## BEGIN
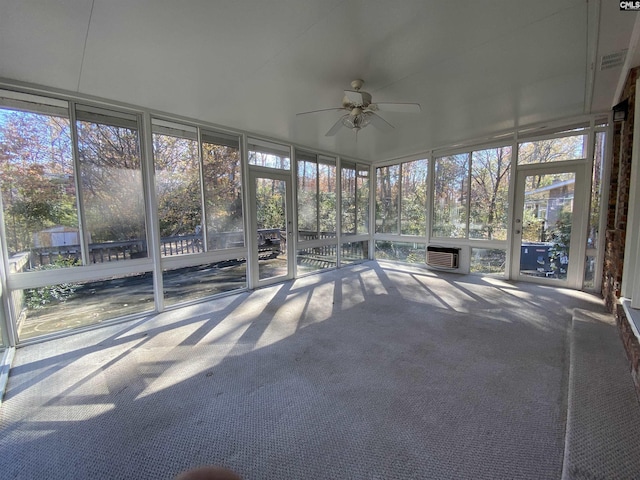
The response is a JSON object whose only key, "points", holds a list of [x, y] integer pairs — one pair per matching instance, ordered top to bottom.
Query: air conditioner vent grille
{"points": [[613, 60], [442, 257]]}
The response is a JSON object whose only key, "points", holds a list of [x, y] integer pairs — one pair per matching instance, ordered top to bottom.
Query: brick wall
{"points": [[617, 209]]}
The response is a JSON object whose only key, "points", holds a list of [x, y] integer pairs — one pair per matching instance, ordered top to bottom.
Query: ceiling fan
{"points": [[362, 112]]}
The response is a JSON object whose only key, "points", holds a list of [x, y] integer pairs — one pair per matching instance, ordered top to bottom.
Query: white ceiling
{"points": [[476, 67]]}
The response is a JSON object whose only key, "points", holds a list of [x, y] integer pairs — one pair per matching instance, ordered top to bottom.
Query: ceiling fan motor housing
{"points": [[356, 99]]}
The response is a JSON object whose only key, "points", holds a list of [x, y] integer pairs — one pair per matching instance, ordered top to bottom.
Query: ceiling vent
{"points": [[613, 60]]}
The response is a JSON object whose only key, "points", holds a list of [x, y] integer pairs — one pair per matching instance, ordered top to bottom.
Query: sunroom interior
{"points": [[154, 158]]}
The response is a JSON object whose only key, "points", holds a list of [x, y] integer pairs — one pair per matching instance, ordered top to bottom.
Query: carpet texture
{"points": [[375, 371], [603, 420]]}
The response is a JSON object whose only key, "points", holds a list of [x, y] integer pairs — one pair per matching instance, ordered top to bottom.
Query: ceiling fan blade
{"points": [[354, 97], [398, 107], [322, 110], [379, 122], [336, 126]]}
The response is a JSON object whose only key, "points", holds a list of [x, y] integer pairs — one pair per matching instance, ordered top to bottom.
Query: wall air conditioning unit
{"points": [[443, 257]]}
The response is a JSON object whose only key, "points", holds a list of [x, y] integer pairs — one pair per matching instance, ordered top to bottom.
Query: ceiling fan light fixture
{"points": [[355, 122]]}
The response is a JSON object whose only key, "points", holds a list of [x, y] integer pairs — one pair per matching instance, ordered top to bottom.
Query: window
{"points": [[553, 150], [267, 154], [599, 155], [490, 172], [222, 175], [111, 184], [38, 187], [178, 193], [471, 195], [316, 196], [450, 196], [355, 198], [401, 198], [387, 199], [413, 201], [401, 251]]}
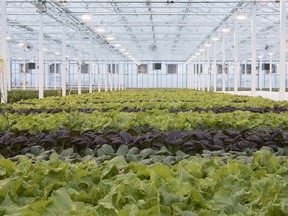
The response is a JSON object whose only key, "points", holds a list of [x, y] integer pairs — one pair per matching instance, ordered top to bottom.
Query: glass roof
{"points": [[142, 30]]}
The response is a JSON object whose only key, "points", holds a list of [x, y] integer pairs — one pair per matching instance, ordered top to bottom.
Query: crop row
{"points": [[146, 99], [216, 110], [144, 121], [130, 142], [194, 186]]}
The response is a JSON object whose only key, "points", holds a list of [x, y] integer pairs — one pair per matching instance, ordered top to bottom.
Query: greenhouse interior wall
{"points": [[151, 78]]}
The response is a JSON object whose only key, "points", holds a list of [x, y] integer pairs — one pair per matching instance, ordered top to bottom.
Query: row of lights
{"points": [[239, 17], [109, 38]]}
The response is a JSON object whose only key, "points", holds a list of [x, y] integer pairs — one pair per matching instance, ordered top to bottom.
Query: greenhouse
{"points": [[143, 108]]}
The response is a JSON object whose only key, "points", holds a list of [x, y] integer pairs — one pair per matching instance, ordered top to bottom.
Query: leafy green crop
{"points": [[194, 186]]}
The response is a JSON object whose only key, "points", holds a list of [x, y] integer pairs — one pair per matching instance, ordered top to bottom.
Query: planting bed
{"points": [[149, 152]]}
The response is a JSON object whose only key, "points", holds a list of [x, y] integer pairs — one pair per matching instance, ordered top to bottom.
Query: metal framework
{"points": [[138, 31]]}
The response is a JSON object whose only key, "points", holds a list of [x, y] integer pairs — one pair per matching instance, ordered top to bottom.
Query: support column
{"points": [[253, 51], [41, 57], [3, 62], [223, 63], [236, 63], [63, 65], [79, 65], [90, 66], [214, 67], [9, 69], [208, 69], [36, 71], [203, 72], [245, 72], [270, 72], [24, 74], [46, 74], [55, 74], [194, 74], [199, 74], [106, 75], [111, 75], [119, 75], [123, 75], [260, 75], [282, 76], [98, 77]]}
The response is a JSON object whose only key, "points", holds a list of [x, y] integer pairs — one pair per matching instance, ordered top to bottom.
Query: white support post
{"points": [[253, 51], [41, 57], [223, 62], [3, 63], [236, 63], [63, 65], [79, 65], [90, 66], [214, 67], [9, 68], [208, 69], [36, 71], [203, 72], [270, 72], [245, 73], [24, 74], [46, 74], [55, 74], [194, 74], [199, 74], [106, 75], [123, 75], [260, 75], [111, 76], [116, 76], [119, 76], [282, 76], [99, 77]]}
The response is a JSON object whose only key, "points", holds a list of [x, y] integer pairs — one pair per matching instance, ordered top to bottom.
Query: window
{"points": [[30, 66], [52, 66], [157, 66], [85, 68], [112, 68], [172, 68], [196, 68], [220, 68], [248, 68], [266, 68], [142, 69]]}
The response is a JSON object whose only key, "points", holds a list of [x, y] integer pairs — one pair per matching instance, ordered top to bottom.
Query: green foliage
{"points": [[194, 186]]}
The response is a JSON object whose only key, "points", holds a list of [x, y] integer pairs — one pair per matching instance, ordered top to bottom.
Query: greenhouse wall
{"points": [[134, 77]]}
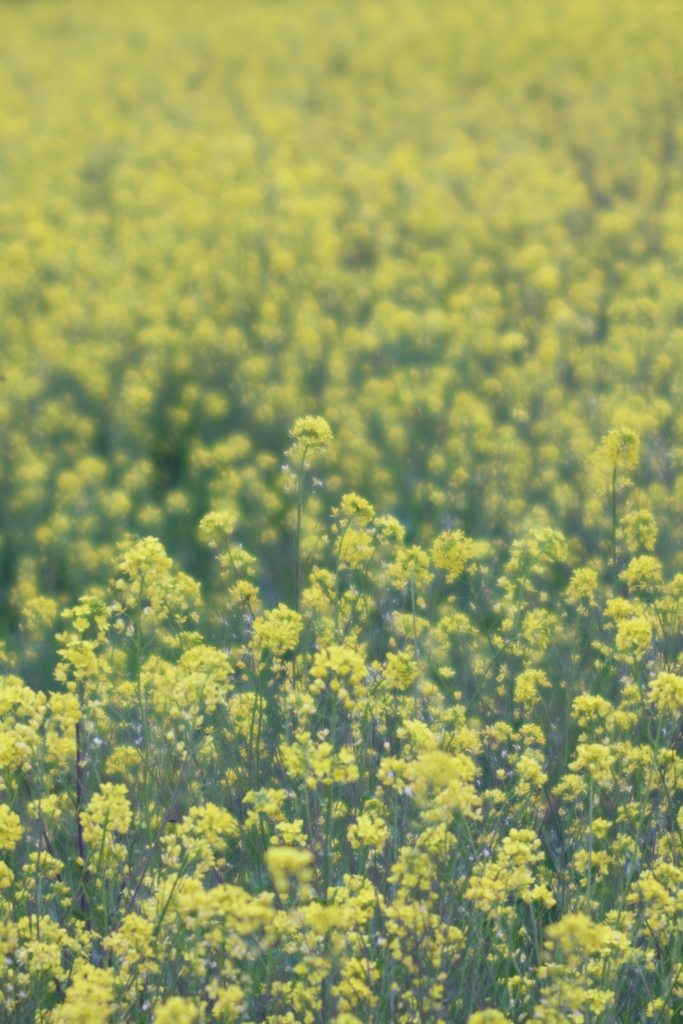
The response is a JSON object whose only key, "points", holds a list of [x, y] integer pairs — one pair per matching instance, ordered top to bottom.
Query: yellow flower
## END
■ **Problem details**: Repeat all the data as it stands, dropping any images it holds.

■ **Solution to the problem**:
The response is a JSON object whose only key, "points", holds a list of [x, y] integer pairs — one pair per matching instance, ordered top to bottom.
Query: air conditioner vent grille
{"points": [[613, 60], [442, 257]]}
The response is a JSON object whose only key, "points", holds a list of [x, y] integer pairs — one pair per matching instance, ordered top to bottom.
Query: brick wall
{"points": [[617, 209]]}
The response is a JSON object whose only key, "points", holds a list of [x, y] integer pairs — one pair per matching instance, ordered top to bottom.
Query: ceiling fan
{"points": [[362, 112]]}
The response is a JSON object whose only key, "points", holds a list of [x, y] integer pairs — one pair per matching instance, ordered top to bottom.
Query: white ceiling
{"points": [[476, 67]]}
The response is a JSON object whose only key, "points", holds a list of [x, y] integer pairs — one pair per matching instance, ordered top to bottom.
Query: ceiling fan motor housing
{"points": [[356, 99]]}
The response is a JSON object whose only key, "points", holds a list of [x, y] integer pairs — one pair per matching instance, ordered top to bottom.
Query: ceiling vent
{"points": [[613, 60]]}
The response is a JSON object whose only key, "points", holds a list of [x, y] integer pairs — one pair per matching instance, ordered top to bottom.
Query: sunroom interior
{"points": [[154, 158]]}
The response is a JSON object whose only key, "points", holds a list of [x, y] integer pairs — one pair per matching instance, ordered top to bottom.
Query: carpet texture
{"points": [[375, 371], [603, 420]]}
The response is a JSON object whose only key, "points", holds a list of [x, y] integer pairs — one pair per matching instance, ordered top to bottom.
Query: ceiling fan blade
{"points": [[354, 97], [398, 107], [322, 110], [379, 122], [336, 126]]}
The response is a JSON object whose only key, "points", holds a list of [x, y] integer pairs — one pair per matching instance, ordered top to bottom.
Query: wall air conditioning unit
{"points": [[443, 257]]}
The response is a JSON object whose only key, "points", holds a list of [x, y] integer pairs — one pair per matching instance, ordered top to bottom.
Query: ceiling fan light fixture
{"points": [[355, 122]]}
The response is a JSON object whose only key, "points", holds a list of [x, y] integer pairs — one pair per matching instance, ordered top to bottom.
Query: window
{"points": [[553, 150], [267, 154], [599, 155], [490, 172], [222, 175], [111, 184], [38, 187], [178, 193], [471, 195], [316, 196], [450, 196], [355, 198], [401, 198], [387, 199], [413, 201], [401, 251]]}
The response is a JSON object whose only key, "points", holds a list of [x, y] integer pairs — one pair per matching instance, ordered top to bottom.
Query: glass roof
{"points": [[142, 30]]}
The response is a JSON object whose only key, "points", holds a list of [x, y] integer pairs — one pair per matching instance, ordered top to bottom.
Query: crop row
{"points": [[146, 99], [216, 110], [144, 121], [130, 142], [194, 186]]}
The response is a JSON object whose only key, "points", holds a list of [x, y] integer pairs — one pair per matching instance, ordered top to bottom.
Query: greenhouse interior wall
{"points": [[151, 78]]}
The response is a JSON object whose only key, "points", holds a list of [x, y] integer pairs — one pair per matching instance, ordered top to bottom.
Query: row of lights
{"points": [[239, 17], [109, 38]]}
The response is a JSON object whose only key, "points", holds a list of [x, y] integer pairs — one pair per matching instance, ordered top to bottom.
Query: greenhouse
{"points": [[143, 108]]}
The response is a JSON object whose only key, "points", holds a list of [x, y] integer pairs — one pair per matching instance, ordered top to bottom.
Query: leafy green crop
{"points": [[194, 186]]}
The response is a JSON object whose only key, "points", holds a list of [x, y] integer pairs — one pair per matching instance, ordered top to bottom.
Query: planting bed
{"points": [[149, 152]]}
The response is a JSON object whose only key, "points", holds a list of [x, y] integer pairs — one pair per matching instance, ordered top to bottom.
Query: metal framework
{"points": [[138, 31]]}
The response is a JSON object whose only key, "points", holds a list of [x, y] integer pairs — one pair per matching instance, ordered top to bottom.
Query: support column
{"points": [[253, 51], [41, 57], [3, 62], [223, 63], [236, 63], [63, 65], [79, 65], [90, 66], [214, 67], [9, 69], [208, 69], [36, 71], [203, 72], [245, 72], [270, 72], [24, 74], [46, 74], [55, 74], [194, 74], [199, 74], [106, 75], [111, 75], [119, 75], [123, 75], [260, 75], [282, 76], [98, 77]]}
The response is a JSON object whose only key, "points", holds a list of [x, y] integer pairs — one pair per matching instance, ordered top to bottom.
Query: white support post
{"points": [[253, 51], [41, 57], [223, 62], [3, 63], [236, 63], [63, 65], [79, 65], [90, 66], [214, 67], [9, 68], [208, 69], [36, 71], [203, 72], [270, 72], [245, 73], [24, 74], [46, 74], [55, 74], [194, 74], [199, 74], [106, 75], [123, 75], [260, 75], [111, 76], [116, 76], [119, 76], [282, 76], [99, 77]]}
The response is a JSON object whose only key, "points", holds a list of [x, y] integer pairs — one pair per matching instance, ordered top to bottom.
Query: window
{"points": [[30, 66], [52, 66], [157, 66], [85, 68], [112, 68], [172, 68], [196, 68], [220, 68], [248, 68], [266, 68], [142, 69]]}
The response is a JSON object whose only key, "points", holds a list of [x, y] integer pairs — one pair per matching instance, ordered top to bottom.
Query: green foliage
{"points": [[194, 186]]}
The response is a JSON object whose only key, "points", holds a list of [x, y] integer pairs — one pair per matching instance, ordered top to bottom.
Query: greenhouse wall
{"points": [[134, 77]]}
The response is a JSON object whose only key, "points", holds a list of [x, y] integer pairs — one pair per matching instance, ordered top to bottom.
Query: yellow flower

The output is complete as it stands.